• [AIM]:
Starting at the line that contains "Scouting task: drop one point on every instance of the tinted" and continuing through the last of the rows, write those lines out again with "Target" swapped for "Object" and nothing else altered. Return only those lines.
++++++++
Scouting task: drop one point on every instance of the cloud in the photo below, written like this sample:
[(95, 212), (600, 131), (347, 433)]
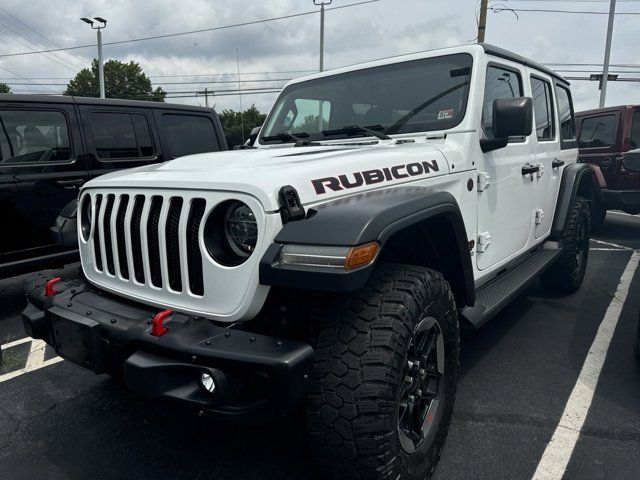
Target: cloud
[(356, 34)]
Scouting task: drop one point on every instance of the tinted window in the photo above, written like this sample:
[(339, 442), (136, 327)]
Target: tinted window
[(189, 134), (635, 131), (416, 96), (29, 136), (565, 113), (598, 132), (121, 135), (500, 83), (542, 109)]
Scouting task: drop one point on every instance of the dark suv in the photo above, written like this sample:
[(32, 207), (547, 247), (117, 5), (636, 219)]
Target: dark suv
[(51, 145), (607, 138)]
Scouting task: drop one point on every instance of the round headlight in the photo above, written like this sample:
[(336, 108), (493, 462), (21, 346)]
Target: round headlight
[(231, 233), (86, 212), (241, 229)]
++++++++
• [EXERCISE ANSWER]:
Scouting task: drop one point on every instance of the tinted window in the photo above, written like this sample:
[(339, 442), (136, 327)]
Object: tinted window
[(189, 134), (635, 131), (416, 96), (29, 136), (565, 113), (598, 132), (121, 135), (500, 83), (542, 109)]
Scouting task: drop one point on every instance of the dark suv in the photo above, written like this sample:
[(32, 207), (547, 247), (117, 5), (636, 219)]
Object: dark suv
[(51, 145), (607, 138)]
Scouting task: drop one point on every instance of the round headlight in the photo above, written like this sample:
[(336, 108), (493, 462), (21, 346)]
Object: round headlight
[(231, 233), (86, 212), (241, 229)]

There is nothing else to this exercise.